• **QUOTED PASSAGE**
He said that he did not need to see my Mayo Clinic test results because “you have a problem.” He also told me that the outpatient part of the Mayo Clinic (Mayo and Gonda) had good doctors, but they were not necessarily the best.

On January 2, 2019 I cancelled my appointment for the Mayo Clinic’s seventeen-day $44,000 chronic pain management program, but almost two weeks later on January 19 I signed up for their two-day “Executive Program” at an exorbitant rate of $10,000. The first day, which was a cold rainy Monday, all I did was watch Power Point slides for seven hours, and listened to various lectures given by psychologists with PhDs and registered nurses.

However, I became very suspicious when I did not see one board certified M.D. or D.O. the entire day. In retrospect, these Power Point slides were very reminiscent of what a neurologist, Dr. William S. Elias M.D., of Roanoke, Virginia had proposed for my tension headaches in 1979. I was not impressed.

I had every intention of returning the second day except after I had showered and eaten breakfast in my hotel room, I literally could not walk the fifteen yards sitting on the foot of my hotel bed to my scooter chair in the hallway so I cancelled my appointment. When I talked to a nurse what would be Plan B if I enrolled in the seventeen-day program, and there was no improvement in the chronic spasticity in both my lower legs and feet, she replied, “Honey, that means that you just did not get with the program.” I was shocked.

However, later that afternoon at 4:00 I felt much better after I had used the steam room on the fifth floor of the Dan Abraham building. The men’s room containing the steam room was immaculately clean and scooter chair friendly. To my utter amazement I received about sixteen hours of complete spasm relief.

The next day when I talked with Dr. Ketroser on the telephone, and informed him about the nurse’s “Plan B” remarks, he angrily replied, “We [the doctors in the Twin Cities] are so tired of dealing with their damn problems down there, and I question the success rate of their Pain Rehabilitation Center.”

According to my Kahler Grand Hotel bellman, he told me that unless you are a celebrity like Bill Clinton, Yoko Ono or some other wealthy patient, who stayed the previous spring on the exclusive eleventh floor of my hotel, the Mayo Clinic enforces a “business policy” of not recommending another doctor or medical center if they cannot solve your medical problem. Plus, the Mayo Clinic’s business office told me this same information twice. Their business policy was a brutal awakening and big disappointment in late January 2019. I was frankly disgusted with the Mayo Clinic at that point and anxious to leave.

• **ENTRIES SHOWN**
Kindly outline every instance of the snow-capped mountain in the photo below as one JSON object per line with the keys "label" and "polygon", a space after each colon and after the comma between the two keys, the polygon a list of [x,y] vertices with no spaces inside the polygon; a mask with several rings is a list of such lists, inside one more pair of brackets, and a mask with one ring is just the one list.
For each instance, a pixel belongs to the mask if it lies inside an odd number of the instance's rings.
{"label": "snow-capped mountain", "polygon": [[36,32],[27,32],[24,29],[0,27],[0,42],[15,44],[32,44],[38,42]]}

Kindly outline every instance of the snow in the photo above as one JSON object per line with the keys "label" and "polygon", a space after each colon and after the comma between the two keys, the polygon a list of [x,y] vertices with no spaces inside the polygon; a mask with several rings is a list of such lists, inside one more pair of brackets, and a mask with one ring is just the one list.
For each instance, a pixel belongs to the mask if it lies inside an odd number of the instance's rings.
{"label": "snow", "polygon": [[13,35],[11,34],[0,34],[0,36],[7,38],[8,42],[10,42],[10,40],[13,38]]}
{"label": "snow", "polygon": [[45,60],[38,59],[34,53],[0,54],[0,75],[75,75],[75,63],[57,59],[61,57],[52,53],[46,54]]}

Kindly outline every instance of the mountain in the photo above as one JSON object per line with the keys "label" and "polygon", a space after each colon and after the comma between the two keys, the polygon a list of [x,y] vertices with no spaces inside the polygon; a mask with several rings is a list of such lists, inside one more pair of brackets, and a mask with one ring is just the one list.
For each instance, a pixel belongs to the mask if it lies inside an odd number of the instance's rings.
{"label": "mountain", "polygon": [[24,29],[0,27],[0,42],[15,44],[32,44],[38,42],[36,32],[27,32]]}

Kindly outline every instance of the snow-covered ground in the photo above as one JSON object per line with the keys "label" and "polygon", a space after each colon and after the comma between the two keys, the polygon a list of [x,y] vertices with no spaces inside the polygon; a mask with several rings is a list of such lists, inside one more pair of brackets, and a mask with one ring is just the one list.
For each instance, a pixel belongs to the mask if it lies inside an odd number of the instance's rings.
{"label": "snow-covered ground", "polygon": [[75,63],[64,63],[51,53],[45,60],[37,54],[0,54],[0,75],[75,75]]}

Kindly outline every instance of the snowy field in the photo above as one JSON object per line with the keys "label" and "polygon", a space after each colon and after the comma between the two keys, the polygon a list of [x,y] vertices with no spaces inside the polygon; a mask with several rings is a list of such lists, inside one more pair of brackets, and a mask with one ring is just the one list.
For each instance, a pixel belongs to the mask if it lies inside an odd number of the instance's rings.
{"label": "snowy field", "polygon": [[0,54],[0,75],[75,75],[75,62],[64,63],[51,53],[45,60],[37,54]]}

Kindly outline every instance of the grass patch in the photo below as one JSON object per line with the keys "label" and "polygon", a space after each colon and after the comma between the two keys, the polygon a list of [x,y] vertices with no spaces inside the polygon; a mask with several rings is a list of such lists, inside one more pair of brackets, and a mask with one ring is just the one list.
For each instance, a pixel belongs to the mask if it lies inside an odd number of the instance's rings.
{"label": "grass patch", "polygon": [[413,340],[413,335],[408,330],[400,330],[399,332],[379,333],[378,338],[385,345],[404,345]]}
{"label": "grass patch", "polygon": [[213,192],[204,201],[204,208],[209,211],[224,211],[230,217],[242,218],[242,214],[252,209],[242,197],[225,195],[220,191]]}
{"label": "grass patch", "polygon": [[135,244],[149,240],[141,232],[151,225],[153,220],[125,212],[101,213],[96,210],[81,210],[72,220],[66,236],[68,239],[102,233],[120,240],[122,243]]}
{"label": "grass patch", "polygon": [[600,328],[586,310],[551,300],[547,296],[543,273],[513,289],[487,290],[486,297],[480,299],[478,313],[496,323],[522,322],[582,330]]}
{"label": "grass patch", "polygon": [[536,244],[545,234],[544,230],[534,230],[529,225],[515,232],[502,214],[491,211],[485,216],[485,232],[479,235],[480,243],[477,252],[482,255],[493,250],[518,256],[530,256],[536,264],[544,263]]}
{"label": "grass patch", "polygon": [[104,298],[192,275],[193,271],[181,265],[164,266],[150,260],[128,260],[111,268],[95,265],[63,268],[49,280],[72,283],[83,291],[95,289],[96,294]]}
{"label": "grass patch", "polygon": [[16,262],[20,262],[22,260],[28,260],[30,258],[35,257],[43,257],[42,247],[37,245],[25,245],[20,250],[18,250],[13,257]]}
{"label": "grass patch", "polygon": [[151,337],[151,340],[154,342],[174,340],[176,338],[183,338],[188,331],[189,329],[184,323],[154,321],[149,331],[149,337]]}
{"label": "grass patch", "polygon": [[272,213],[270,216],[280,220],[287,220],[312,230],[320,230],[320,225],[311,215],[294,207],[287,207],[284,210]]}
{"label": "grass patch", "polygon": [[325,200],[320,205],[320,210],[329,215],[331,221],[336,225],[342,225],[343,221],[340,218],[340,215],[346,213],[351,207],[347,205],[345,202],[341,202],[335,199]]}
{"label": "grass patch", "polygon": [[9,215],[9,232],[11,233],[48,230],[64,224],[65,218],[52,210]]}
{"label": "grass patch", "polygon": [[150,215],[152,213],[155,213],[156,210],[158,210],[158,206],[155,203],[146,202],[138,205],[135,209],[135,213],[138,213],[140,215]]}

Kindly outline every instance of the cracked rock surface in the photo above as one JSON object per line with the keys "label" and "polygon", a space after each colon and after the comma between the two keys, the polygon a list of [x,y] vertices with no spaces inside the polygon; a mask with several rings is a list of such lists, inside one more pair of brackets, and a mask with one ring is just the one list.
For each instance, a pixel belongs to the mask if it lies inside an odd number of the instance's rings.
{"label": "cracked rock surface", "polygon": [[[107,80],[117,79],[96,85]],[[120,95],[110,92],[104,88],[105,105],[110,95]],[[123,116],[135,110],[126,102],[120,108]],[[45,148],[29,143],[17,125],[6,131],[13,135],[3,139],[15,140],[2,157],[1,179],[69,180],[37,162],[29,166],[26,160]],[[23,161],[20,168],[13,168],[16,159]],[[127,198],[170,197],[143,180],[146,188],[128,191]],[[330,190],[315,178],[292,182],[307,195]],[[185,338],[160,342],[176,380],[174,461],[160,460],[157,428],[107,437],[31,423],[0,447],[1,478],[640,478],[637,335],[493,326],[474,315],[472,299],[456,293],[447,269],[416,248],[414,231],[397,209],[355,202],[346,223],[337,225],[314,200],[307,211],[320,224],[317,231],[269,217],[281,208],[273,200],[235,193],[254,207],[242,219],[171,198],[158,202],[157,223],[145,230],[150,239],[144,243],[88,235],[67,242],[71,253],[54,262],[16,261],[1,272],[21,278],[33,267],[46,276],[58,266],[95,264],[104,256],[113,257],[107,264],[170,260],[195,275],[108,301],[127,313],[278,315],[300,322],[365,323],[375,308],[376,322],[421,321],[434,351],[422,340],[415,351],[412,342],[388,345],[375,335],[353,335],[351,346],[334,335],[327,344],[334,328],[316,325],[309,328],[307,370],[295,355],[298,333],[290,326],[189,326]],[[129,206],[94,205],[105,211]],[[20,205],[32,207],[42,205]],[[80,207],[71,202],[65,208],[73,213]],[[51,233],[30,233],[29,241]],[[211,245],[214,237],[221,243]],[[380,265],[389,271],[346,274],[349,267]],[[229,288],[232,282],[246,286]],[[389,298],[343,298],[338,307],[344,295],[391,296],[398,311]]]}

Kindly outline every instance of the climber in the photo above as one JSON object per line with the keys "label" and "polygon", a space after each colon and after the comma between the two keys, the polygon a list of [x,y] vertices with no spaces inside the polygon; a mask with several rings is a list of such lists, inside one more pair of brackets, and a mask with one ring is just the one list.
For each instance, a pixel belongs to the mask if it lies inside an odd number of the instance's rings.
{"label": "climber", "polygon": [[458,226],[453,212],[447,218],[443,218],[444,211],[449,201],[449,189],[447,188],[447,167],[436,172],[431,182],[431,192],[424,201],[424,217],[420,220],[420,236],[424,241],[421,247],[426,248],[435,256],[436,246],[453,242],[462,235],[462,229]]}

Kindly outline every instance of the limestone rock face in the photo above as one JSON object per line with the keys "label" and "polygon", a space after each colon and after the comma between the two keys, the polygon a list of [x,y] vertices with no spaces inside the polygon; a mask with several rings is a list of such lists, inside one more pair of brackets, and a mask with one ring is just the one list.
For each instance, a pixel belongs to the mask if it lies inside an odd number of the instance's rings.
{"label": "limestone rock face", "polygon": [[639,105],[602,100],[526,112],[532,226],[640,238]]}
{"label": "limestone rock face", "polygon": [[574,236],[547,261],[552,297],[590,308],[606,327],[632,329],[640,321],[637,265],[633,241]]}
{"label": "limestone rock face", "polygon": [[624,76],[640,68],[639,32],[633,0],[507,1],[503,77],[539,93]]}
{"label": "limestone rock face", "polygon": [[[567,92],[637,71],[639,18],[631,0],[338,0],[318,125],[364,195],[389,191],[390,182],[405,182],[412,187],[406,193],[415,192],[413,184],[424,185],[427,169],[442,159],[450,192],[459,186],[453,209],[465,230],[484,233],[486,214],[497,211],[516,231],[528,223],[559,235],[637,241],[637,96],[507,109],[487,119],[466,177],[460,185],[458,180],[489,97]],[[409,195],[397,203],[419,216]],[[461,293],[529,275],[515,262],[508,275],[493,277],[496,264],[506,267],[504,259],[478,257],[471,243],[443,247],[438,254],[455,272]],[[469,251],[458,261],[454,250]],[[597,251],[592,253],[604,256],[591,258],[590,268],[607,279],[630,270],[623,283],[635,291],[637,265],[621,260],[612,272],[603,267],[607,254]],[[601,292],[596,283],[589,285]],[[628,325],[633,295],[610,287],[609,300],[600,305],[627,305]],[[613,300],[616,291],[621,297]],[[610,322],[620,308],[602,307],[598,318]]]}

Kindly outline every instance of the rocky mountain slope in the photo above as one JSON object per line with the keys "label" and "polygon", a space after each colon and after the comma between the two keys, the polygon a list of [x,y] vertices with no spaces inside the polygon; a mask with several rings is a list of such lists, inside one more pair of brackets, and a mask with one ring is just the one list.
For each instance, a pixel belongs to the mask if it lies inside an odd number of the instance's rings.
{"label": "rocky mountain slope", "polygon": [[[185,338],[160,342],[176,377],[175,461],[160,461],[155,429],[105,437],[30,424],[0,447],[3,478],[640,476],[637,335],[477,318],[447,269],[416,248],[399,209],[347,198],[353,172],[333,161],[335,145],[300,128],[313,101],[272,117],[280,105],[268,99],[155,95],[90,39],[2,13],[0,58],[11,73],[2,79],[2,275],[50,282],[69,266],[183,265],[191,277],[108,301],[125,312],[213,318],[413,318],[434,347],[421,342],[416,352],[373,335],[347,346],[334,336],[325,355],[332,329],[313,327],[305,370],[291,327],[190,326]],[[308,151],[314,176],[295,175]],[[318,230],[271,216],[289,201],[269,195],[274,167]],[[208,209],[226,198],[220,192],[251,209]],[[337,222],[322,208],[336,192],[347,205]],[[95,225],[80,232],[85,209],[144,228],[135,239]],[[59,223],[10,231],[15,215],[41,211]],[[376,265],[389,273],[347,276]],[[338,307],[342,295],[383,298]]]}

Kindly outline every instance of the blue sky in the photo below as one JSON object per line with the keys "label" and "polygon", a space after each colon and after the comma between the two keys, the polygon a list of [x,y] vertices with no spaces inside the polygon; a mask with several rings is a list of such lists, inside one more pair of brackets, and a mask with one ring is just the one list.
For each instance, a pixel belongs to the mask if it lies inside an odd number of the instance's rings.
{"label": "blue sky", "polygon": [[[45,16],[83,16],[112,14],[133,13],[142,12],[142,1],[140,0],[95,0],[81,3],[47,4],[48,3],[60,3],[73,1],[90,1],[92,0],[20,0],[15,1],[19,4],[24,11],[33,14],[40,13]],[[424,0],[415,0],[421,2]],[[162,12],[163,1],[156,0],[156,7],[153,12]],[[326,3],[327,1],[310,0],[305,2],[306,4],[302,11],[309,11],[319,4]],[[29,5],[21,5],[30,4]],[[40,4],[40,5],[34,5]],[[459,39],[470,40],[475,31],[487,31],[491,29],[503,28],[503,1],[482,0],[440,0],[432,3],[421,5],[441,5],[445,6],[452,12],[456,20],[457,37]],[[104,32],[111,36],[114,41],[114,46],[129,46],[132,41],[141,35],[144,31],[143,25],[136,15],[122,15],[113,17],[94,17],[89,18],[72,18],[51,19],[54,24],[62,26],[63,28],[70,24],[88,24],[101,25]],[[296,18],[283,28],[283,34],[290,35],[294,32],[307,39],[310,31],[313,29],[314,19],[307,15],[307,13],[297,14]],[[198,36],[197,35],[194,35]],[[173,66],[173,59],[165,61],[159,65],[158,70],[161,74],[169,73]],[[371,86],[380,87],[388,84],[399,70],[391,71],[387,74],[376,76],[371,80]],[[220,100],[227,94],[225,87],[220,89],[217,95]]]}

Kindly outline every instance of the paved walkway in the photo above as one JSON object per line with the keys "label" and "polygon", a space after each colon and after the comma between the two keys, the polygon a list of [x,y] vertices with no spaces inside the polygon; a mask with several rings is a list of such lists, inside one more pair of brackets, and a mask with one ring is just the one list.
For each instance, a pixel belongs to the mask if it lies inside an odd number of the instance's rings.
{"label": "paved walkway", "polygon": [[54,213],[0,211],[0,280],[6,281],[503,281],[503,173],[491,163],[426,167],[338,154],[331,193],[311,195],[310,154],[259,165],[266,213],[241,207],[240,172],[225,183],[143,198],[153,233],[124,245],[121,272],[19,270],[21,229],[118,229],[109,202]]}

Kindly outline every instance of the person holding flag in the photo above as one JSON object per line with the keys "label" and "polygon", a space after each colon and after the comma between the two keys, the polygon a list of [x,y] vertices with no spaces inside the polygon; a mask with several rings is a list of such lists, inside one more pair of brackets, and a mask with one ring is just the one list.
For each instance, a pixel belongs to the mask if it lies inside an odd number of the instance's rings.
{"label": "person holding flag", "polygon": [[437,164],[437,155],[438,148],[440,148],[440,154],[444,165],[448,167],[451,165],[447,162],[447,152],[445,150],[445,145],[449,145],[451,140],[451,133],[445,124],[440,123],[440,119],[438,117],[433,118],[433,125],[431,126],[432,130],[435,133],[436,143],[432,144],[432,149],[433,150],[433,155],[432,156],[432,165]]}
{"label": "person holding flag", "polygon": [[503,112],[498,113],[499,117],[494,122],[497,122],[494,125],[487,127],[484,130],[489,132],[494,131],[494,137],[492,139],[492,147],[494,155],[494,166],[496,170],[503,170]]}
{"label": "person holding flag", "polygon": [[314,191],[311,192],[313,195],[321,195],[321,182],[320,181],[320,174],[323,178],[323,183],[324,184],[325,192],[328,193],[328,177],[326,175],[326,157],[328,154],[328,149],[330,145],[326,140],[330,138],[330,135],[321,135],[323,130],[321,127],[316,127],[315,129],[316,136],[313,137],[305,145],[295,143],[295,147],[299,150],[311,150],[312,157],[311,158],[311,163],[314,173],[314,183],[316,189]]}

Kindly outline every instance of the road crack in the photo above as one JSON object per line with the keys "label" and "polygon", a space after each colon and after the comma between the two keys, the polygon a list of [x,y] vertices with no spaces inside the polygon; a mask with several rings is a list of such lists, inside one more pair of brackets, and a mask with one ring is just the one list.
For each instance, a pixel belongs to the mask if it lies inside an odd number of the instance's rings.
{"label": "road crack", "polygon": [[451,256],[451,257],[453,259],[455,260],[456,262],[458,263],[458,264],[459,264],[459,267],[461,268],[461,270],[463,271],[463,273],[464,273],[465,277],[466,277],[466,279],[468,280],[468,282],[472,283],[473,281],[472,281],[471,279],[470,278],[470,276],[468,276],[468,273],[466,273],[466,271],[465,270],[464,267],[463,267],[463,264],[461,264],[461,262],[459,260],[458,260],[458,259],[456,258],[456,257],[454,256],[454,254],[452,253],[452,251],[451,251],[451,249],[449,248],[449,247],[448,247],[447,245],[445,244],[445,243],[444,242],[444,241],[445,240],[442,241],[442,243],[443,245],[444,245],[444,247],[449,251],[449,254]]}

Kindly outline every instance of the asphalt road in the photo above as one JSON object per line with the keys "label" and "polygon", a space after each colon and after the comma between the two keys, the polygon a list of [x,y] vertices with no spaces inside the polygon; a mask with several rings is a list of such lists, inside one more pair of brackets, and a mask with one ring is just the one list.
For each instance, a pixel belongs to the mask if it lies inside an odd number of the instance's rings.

• **ACTIVITY LIST**
A – Rewrite everything in the Mayo Clinic account from "I had every" down to "complete spasm relief.", and replace "scooter chair" with "wheelchair" each time it occurs.
B – Write the next part of the Mayo Clinic account, picking up right after its final sentence.
The items have no connection to the Mayo Clinic account.

• **ANSWERS TO THE TASKS**
A –
I had every intention of returning the second day except after I had showered and eaten breakfast in my hotel room, I literally could not walk the fifteen yards sitting on the foot of my hotel bed to my wheelchair in the hallway so I cancelled my appointment. When I talked to a nurse what would be Plan B if I enrolled in the seventeen-day program, and there was no improvement in the chronic spasticity in both my lower legs and feet, she replied, “Honey, that means that you just did not get with the program.” I was shocked.

However, later that afternoon at 4:00 I felt much better after I had used the steam room on the fifth floor of the Dan Abraham building. The men’s room containing the steam room was immaculately clean and wheelchair friendly. To my utter amazement I received about sixteen hours of complete spasm relief.

B –
Somehow Ken Burns forgot to mention that highly important fact in his 2018 documentary.

Dr. Ketroser later told me in a free second telephone consultation that the Cleveland Clinic in Cleveland, Ohio “loved beating the Mayo Clinic,” and highly recommended them. That was where a kind nurse in their pain management department told me on the telephone to ask my own pain management doctor in Roanoke, Virginia to ask about Medtronic’s intrathecal baclofen (BAK low fen) pump to reduce the spasticity in both my lower legs and feet.

The doctor eventually agreed to a baclofen pump trial, which was extremely successful, and I was referred to a neurosurgeon, Dr. Nicholas Marko, M.D. (see “View Full Bio”) at the Lewis-Gale Clinic in Salem, who once worked at the Cleveland Clinic for six years; he successfully implanted my baclofen pump on August 2, 2021. Thank you both Dr. Nicholas Marko, M.D and Dr. David B. Ketroser, M.D, J.D.

However, what really angered me about the Mayo Clinic was that fourteen months (minus one day) after I returned to Roanoke, Virginia, I had a heart attack on March 25, 2020 with a 99% blockage in my left main artery (widow maker) requiring a double bypass. The Mayo Clinic completely missed my cardiac problem. Fortunately, my heart has been back to normal since January 2021, and will continue to be due to the miracle drug Repatha. Thank you Dr. James J. Taylor, D.O. and Ms. Amanda Bright, P.A. at the Lewis-Gale Hospital in nearby Salem.

A third mistake that the Mayo Clinic made was in treating me for a “right rotator cuff problem” when in fact I had arthritis in my right acromioclavicular or AC joint in need of a distal clavicle resection. Thank you Dr. Cesar J. Bravo, M.D. at the Carilion Clinic in Roanoke.